-- start SUPPLIED INFORMATION --

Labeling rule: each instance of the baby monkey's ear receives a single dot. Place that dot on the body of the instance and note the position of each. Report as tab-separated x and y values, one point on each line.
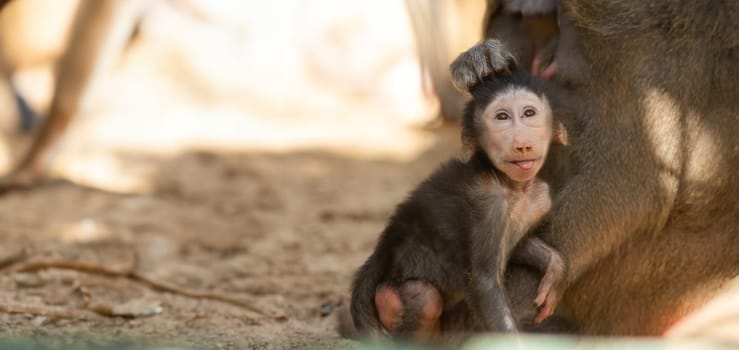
559	134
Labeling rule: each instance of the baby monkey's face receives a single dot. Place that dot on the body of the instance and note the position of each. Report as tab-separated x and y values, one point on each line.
515	132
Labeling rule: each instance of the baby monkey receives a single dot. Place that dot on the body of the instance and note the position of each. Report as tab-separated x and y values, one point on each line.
439	264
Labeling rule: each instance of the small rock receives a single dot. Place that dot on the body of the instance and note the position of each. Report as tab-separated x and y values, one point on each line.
29	280
38	321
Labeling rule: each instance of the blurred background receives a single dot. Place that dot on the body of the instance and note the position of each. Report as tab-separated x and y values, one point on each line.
231	75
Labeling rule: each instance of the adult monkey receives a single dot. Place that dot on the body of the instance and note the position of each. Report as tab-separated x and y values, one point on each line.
649	222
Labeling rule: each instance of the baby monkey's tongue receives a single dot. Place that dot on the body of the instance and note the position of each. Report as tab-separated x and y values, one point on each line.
524	164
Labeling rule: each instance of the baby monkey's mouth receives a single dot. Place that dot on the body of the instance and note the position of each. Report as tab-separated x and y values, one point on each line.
524	164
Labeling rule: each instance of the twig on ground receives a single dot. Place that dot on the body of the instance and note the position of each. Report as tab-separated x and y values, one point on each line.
42	264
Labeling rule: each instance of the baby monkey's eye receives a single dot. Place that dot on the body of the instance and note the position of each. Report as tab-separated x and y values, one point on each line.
502	116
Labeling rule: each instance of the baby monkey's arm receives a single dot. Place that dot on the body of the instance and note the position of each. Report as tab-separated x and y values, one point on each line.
534	252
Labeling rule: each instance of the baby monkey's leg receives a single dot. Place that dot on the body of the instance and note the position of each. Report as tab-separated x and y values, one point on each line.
535	252
412	310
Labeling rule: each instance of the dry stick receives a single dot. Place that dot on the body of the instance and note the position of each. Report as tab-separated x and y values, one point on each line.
31	266
41	311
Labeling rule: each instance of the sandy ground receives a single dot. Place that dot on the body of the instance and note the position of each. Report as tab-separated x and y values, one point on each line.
218	169
283	231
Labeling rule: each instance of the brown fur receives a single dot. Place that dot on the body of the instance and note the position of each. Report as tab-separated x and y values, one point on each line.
649	221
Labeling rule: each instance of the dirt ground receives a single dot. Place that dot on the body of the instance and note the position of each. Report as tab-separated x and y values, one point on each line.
229	177
282	231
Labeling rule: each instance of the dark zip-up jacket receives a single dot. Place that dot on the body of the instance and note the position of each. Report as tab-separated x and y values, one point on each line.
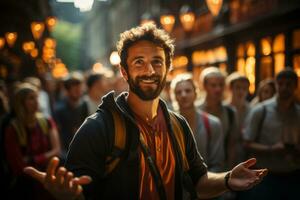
94	141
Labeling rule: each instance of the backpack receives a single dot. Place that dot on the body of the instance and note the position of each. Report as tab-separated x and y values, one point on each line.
120	141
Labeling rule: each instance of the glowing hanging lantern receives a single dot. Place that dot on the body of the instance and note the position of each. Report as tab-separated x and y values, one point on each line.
11	38
214	6
37	29
51	22
187	18
167	21
2	42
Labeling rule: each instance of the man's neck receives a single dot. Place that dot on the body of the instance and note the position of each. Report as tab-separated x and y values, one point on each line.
189	112
147	110
95	98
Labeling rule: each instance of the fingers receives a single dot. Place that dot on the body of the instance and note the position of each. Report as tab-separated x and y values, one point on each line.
249	163
84	180
40	176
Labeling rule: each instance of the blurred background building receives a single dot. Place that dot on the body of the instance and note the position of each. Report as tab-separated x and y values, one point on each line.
255	37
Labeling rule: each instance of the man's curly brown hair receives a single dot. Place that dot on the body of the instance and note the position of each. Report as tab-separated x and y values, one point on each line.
148	32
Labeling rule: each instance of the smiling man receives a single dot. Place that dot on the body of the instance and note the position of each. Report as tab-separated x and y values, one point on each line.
153	164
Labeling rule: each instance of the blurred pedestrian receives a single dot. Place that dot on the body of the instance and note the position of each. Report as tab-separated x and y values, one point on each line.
207	128
272	134
30	139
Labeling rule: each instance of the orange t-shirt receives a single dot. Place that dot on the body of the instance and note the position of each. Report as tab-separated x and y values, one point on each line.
156	136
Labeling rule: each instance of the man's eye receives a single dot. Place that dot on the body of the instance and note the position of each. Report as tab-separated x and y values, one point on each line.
138	62
157	62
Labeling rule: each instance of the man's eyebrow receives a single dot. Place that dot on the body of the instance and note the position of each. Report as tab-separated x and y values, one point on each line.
158	57
137	57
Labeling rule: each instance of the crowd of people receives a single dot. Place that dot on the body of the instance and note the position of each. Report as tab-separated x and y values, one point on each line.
40	121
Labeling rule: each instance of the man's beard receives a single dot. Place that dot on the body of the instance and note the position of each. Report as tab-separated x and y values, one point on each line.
149	93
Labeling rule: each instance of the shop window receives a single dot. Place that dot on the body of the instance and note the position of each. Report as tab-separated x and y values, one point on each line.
246	63
216	57
278	50
296	39
266	48
266	67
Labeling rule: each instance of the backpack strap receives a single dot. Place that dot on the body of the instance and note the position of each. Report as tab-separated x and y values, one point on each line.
43	123
180	138
208	130
119	143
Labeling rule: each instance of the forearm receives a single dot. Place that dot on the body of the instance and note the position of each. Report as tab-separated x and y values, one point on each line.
211	185
253	146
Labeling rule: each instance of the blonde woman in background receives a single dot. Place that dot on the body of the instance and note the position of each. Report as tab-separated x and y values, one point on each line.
30	139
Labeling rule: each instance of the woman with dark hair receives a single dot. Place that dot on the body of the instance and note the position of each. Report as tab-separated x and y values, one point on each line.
30	139
266	90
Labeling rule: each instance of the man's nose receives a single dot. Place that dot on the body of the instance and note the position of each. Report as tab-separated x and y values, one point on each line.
150	69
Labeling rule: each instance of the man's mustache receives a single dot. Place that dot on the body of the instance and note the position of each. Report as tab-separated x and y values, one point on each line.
153	78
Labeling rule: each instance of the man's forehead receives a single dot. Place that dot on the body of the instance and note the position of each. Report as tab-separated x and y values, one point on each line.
145	45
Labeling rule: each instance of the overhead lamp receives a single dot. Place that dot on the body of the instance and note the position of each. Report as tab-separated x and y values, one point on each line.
51	22
147	18
187	18
2	42
37	29
114	58
11	38
167	21
214	6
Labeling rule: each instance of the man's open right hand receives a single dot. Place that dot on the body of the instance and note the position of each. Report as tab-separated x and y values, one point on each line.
59	182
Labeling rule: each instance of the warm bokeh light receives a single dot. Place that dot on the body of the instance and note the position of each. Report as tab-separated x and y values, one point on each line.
220	54
167	22
2	42
97	67
114	58
37	29
34	53
279	43
199	58
266	46
180	61
250	49
214	6
50	43
28	46
279	60
59	70
11	38
187	19
51	22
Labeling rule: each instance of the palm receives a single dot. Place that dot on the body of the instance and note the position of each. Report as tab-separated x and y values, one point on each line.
59	182
243	178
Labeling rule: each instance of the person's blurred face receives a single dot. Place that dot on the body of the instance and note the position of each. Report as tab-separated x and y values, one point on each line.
100	87
185	94
75	92
266	92
286	88
146	70
240	89
214	87
31	102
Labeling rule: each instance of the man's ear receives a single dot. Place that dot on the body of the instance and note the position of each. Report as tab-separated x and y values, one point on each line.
124	73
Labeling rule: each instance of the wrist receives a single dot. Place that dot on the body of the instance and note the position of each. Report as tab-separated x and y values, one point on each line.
226	179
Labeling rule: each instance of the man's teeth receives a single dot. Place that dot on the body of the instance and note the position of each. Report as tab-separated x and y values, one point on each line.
148	81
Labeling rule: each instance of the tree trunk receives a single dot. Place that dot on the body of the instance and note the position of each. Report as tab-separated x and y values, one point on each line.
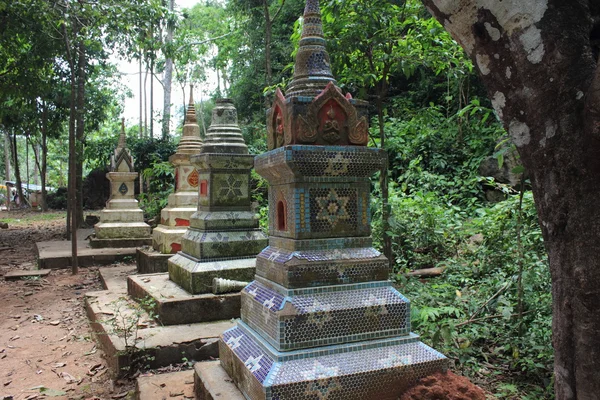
539	63
7	156
268	35
141	113
152	97
167	79
384	185
146	103
44	153
71	205
15	155
80	131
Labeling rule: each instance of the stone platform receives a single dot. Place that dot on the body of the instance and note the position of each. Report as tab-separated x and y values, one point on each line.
178	385
155	346
150	261
57	254
173	305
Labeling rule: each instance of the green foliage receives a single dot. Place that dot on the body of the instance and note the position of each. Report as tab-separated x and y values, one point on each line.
470	313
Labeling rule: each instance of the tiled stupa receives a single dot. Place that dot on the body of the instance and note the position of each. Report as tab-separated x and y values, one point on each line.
321	320
223	238
122	221
175	218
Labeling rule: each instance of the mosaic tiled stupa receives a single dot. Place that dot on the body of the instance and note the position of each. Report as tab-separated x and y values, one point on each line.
175	218
122	221
321	320
223	237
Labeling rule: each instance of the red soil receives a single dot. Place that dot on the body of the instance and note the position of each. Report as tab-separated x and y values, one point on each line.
444	386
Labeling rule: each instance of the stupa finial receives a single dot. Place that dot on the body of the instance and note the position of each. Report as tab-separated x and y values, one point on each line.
224	134
190	142
312	71
122	144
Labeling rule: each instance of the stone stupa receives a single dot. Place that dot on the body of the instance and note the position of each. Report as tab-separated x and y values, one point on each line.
122	221
321	320
175	217
219	248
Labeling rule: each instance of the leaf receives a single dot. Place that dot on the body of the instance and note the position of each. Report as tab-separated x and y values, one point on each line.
519	169
51	392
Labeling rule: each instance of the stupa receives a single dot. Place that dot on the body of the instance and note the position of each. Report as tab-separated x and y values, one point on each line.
219	248
122	221
175	217
321	320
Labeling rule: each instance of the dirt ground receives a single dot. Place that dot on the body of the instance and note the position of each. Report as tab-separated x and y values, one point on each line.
46	348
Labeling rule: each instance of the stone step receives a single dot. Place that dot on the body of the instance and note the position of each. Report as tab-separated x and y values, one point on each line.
196	276
174	306
332	315
116	216
211	382
178	385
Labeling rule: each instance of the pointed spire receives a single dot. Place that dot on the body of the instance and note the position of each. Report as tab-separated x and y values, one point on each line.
312	71
190	142
122	144
224	134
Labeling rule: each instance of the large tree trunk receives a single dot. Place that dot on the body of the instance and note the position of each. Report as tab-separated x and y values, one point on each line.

-- end SUPPLIED INFORMATION --

GIVEN INSTRUCTION: Every line from the line containing "Labeling rule: each instance of the stupa finial" to the last line of the material above must be repeated exactly, and no other line.

REPLY:
Labeling rule: each instance of the stupa finial receives a single dot. Place that dot on the body of the instance and note the position of each. Report as tab-separated x and y values, one point on each line.
224	134
190	142
312	71
122	144
Labeling rule: each instance of the stone stupa receives a single dot. Place that dot on the body of the instance and note the position of each. Report as tab-separated x and y values, one point on each line.
122	221
321	320
175	217
219	248
Labeling rule: each instance of the leaf receives a single dot. Place that dot on the body of the instance and note the position of each. Report as tab-separated x and y values, one point on each line.
519	169
51	392
Labeling rule: each instance of the stupa receives a single dot. Place that dot on the body of the instance and note the position of each. Report as tab-separated x and y values, one point on each line.
219	248
122	221
175	217
321	320
Labeling rule: each instance of the dirt ground receives a single dot. Place that dot on the body of the instance and note the position of each. Report as tab-separated x and y values, one point on each line.
46	348
Labeling rule: each instance of the stone step receives a single dot. Place that dot on the body of the instance and note the position of each. Report as tab-separated x and y values, one point on each line.
196	276
174	306
332	315
116	216
211	382
178	385
Labeling rule: each instance of the pointed spire receives a single dot. Place that dot on the body of the instance and note the position of each. Report as tab-separated x and y values, one point on each line.
312	71
190	142
122	144
224	134
Labeling rule: each instance of the large tree trunk receives a single dot. Place that dot on the body of the instance and note the position of each. Report as tab-separated x and y values, one point on each line.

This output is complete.